Dataset records:
=-=-=

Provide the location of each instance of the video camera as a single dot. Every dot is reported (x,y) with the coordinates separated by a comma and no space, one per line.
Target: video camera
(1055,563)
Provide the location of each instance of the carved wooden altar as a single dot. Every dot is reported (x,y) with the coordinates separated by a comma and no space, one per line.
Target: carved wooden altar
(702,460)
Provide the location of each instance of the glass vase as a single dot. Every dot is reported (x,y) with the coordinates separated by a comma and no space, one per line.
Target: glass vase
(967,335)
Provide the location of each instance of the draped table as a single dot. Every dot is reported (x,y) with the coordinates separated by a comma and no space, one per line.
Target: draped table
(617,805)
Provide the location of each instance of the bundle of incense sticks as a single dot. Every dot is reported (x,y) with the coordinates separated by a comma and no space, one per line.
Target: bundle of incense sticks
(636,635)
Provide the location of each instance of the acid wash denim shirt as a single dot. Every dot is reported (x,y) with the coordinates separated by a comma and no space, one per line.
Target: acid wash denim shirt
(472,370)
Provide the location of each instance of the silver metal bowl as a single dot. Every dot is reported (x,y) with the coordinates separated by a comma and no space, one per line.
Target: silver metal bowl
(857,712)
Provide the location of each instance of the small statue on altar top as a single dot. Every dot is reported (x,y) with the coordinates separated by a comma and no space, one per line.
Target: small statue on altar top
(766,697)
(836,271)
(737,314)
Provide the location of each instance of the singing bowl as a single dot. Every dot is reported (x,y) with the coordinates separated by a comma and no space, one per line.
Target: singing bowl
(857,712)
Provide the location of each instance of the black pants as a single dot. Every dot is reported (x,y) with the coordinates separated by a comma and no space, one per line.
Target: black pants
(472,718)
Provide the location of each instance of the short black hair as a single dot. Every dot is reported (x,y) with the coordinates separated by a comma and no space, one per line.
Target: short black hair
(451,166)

=-=-=

Convert all the entries above into a two-column CSV with the header text,answer and one row for each entry. Put each entry's text and its answer in separate quoted fields, replacing any line breaks with spaces.

> **Written solution**:
text,answer
"Provide the location of each instance of the video camera as a single dot. Every dot is reported (x,y) with the coordinates separated by a comma and no space, one per line. Target: video camera","(1055,563)"
"Provide the location of each instance of the carved wooden altar as a single dot. Every dot is reported (x,y) with the coordinates separated by a comma and no space, one per line. Target: carved wooden altar","(702,460)"
"Provide the location of each instance of the glass vase as a single dot. Every dot is reported (x,y) with the coordinates separated by a comma and no space, one per line. Target: glass vase","(967,335)"
"Provide the location of each instance of the draped table as a single dot. Every dot is reported (x,y) with the coordinates separated by a comma and no space, one per line. Target: draped table","(617,805)"
"Provide the location of each instance of the bundle of incense sticks as a single dot. Every dot is reported (x,y) with the coordinates separated by a comma and no space, one per line. Target: bundle of incense sticks","(636,635)"
"Provide the location of each instance of the acid wash denim shirt as a single dot. Every dot is reported (x,y) with the coordinates separated by a comma and no space, one per line. Target: acid wash denim shirt","(472,370)"
"Provide the location of each instance of the silver metal bowl as a single dot. Every dot is reported (x,y) with the coordinates separated by a comma and no space, one per line. Target: silver metal bowl","(857,712)"
"Provide the location of each instance of the small statue on altar top as a single dot. Every dot is reported (x,y) with the coordinates separated by a comma and no space, one per line. Target: small statue on altar top","(766,697) (836,271) (737,314)"
"Provide the location of each instance of the singing bowl as a single dot. Every dot is reported (x,y) with the coordinates separated by a comma and no space, one per line. Target: singing bowl","(857,712)"
"Provide the location of each instance of the black pants as a single dot. Every dot is reported (x,y) with the coordinates separated by a comma and no space, one per line. Target: black pants","(472,718)"
"Provide the location of each instance of the short black hair as a single dot. Every dot is reported (x,y) with the coordinates separated by a comma and no space, one per line. Target: short black hair","(451,166)"